### Supplied passage

Question

A circular disc of mass 0.41 kg and radius 10 m rolls without slipping with a velocity of 2 m/s. The total kinetic energy of disc is:

• A. 0.41 J
• B. 1.23 J
• C. 0.82 J
• D. 2.4 J

Answer 1

The correct option is B 1.23 J

A rolling disc has kinetic energy of rotation as well as of translation.
When a disc rolls on a plane surface, it rotates about an axis through its centre of mass and perpendicular to its plane, while the centre of mass of the disc moves forward along the surface. Therefore, it has kinetic energy of rotation as well as, of translation. The kinetic energy of rotation is
$K{E}_{rot}=\frac{1}{2}I{\omega }^2$
where I is the moment of inertia and $\omega$ the angular velocity of disc about the axis of rotation.
The moment of inertia I of a disc of mass M and radius R about an axis through its centre of mass is $\frac{1}{2}M{R}^2$. Therefore,
$K{E}_{rot}=\frac{1}{4}M{R}^2{\omega }^2$ ...(i)
The kinetic energy of translation is
$K{E}_{trans}=\frac{1}{2}M{\nu }_{CM}^2$ ...(ii)
As, ${\nu }_{CM}=R\omega$
$\therefore K{E}_{trans}=\frac{1}{2}M{R}^2{\omega }^2$ ...(iii)
$\therefore K{E}_{total}=K_{rot}+K_{trans}$
$=\frac{1}{4}M{R}^2{\omega }^2+\frac{1}{2}M{R}^2{\omega }^2$
$=\frac{3}{4}M{R}^2{\omega }^2$
$=\frac{3}{4}M{\nu }^2$
$=\frac{3}{4}\times 0.41\times (2{)}^2$
$=1.23J$

######
### Dataset excerpts

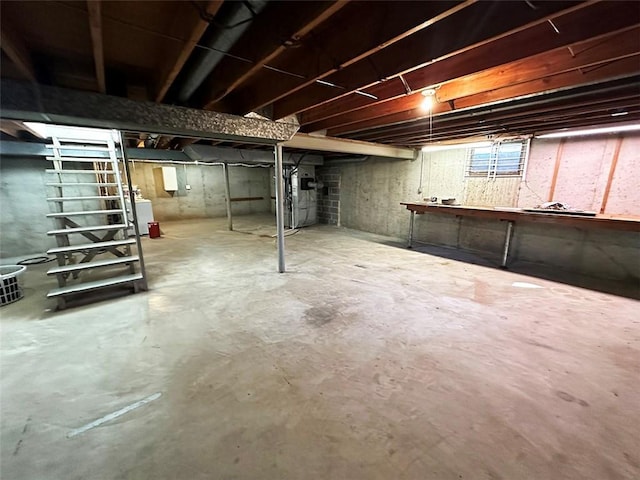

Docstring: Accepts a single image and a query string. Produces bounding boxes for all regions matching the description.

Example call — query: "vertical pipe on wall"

######
### Dataset excerpts

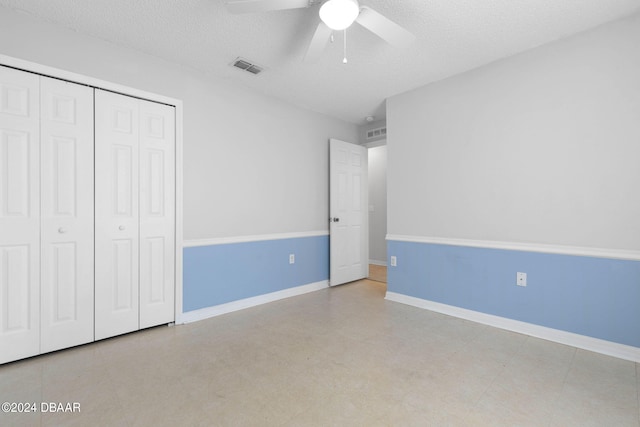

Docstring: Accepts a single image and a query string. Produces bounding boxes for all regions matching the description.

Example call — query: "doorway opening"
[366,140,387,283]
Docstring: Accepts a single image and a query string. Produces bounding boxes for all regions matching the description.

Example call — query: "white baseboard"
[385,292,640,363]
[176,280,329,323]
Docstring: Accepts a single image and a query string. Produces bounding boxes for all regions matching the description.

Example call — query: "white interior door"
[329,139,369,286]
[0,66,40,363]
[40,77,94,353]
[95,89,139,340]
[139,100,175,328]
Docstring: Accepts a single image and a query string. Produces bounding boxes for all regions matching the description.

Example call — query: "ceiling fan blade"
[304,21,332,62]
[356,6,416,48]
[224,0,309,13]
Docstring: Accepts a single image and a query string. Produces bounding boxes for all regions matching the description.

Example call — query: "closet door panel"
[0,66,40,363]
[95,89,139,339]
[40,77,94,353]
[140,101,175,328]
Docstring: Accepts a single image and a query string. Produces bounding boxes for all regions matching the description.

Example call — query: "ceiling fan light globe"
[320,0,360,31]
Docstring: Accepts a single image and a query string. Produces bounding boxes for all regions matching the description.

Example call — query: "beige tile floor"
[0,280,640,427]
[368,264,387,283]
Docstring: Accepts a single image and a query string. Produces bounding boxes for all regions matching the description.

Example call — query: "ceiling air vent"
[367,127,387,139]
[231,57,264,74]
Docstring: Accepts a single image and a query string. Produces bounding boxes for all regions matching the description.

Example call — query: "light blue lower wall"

######

§ **Work instructions**:
1/ Reproduce everything in the rolling disc problem from "A rolling disc" down to "axis of rotation.".
2/ In the rolling disc problem, which option is given as the correct answer?

§ **Answers**:
1/
A rolling disc has kinetic energy of rotation as well as of translation.
When a disc rolls on a plane surface, it rotates about an axis through its centre of mass and perpendicular to its plane, while the centre of mass of the disc moves forward along the surface. Therefore, it has kinetic energy of rotation as well as, of translation. The kinetic energy of rotation is
$K{E}_{rot}=\frac{1}{2}I{\omega }^2$
where I is the moment of inertia and $\omega$ the angular velocity of disc about the axis of rotation.

2/ Option B, 1.23 J.